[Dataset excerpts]

============================================================

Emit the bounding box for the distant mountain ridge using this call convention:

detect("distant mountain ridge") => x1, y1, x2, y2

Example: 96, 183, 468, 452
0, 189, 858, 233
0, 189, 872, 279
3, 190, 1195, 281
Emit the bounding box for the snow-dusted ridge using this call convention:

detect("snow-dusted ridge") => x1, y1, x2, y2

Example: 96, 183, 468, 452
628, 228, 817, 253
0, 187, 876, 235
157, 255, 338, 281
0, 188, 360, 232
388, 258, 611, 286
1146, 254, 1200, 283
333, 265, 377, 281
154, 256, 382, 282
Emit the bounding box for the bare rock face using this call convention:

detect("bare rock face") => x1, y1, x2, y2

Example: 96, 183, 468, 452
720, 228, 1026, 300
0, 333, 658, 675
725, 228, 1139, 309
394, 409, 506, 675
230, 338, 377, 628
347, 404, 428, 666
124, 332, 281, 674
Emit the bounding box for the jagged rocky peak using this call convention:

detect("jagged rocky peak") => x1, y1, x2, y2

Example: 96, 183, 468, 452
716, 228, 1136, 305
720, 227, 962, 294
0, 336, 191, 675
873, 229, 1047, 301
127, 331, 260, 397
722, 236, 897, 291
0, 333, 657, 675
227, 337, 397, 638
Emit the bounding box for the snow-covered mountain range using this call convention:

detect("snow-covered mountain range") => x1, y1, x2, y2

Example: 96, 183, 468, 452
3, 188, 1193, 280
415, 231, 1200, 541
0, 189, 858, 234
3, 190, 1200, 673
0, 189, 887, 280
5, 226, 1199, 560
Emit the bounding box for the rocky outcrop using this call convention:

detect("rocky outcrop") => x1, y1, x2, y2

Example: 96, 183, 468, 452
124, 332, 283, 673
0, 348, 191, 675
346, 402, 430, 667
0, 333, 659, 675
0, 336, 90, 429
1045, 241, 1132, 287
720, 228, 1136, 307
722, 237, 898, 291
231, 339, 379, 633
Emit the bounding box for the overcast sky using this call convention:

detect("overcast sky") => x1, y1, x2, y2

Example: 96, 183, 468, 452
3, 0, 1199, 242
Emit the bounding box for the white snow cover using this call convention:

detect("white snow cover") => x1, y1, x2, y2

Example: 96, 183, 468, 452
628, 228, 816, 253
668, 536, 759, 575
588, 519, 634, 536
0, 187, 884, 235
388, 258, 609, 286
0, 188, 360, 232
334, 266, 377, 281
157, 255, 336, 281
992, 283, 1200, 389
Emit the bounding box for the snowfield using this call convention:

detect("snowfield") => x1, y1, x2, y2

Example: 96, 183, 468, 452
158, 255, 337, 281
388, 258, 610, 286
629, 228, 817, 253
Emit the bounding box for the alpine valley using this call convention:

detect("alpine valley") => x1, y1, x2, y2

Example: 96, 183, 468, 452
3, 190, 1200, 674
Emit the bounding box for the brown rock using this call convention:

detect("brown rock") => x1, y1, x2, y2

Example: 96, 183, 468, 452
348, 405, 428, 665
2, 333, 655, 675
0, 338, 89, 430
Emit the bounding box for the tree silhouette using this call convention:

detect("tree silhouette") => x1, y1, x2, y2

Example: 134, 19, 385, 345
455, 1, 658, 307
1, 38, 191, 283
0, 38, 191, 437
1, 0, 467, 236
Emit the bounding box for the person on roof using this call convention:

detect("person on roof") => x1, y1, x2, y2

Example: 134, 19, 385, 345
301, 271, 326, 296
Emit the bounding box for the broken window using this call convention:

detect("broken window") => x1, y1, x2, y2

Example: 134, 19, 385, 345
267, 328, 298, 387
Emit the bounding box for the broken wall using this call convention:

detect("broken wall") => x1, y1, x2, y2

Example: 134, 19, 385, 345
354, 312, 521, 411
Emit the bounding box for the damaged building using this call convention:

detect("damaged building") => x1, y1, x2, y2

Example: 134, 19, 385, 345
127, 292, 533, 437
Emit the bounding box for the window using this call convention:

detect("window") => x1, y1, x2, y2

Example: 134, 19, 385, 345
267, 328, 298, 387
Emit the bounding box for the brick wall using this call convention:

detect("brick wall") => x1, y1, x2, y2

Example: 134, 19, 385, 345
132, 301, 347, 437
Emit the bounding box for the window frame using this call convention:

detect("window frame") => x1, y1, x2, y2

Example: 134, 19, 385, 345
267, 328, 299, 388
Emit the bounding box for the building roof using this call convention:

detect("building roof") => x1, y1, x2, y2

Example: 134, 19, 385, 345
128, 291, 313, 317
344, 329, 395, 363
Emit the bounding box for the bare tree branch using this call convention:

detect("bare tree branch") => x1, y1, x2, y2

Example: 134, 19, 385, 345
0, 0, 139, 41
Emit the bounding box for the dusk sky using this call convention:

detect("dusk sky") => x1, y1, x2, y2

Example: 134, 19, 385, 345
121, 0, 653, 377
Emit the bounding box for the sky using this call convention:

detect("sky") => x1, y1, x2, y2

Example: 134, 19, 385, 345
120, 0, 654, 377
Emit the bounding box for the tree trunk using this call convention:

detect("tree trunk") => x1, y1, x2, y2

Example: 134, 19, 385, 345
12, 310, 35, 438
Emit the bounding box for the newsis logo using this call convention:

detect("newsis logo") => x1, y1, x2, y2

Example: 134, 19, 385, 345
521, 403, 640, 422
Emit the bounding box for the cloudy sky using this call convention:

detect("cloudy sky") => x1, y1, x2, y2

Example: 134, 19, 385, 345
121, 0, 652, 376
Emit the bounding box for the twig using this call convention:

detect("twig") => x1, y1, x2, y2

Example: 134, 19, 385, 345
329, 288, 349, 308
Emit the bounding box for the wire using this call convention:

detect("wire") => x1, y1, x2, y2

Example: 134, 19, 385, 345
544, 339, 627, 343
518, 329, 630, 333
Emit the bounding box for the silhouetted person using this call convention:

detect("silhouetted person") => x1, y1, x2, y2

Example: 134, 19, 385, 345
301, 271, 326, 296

============================================================

WORK TO COMPLETE
Pull each line containing the word "range" out of the data above.

RESULT FOR THIS EXERCISE
Emit the bounding box for the snow-covered mountain range using this call convention:
detect("snow-covered mountain range") => x1, y1, x2, y2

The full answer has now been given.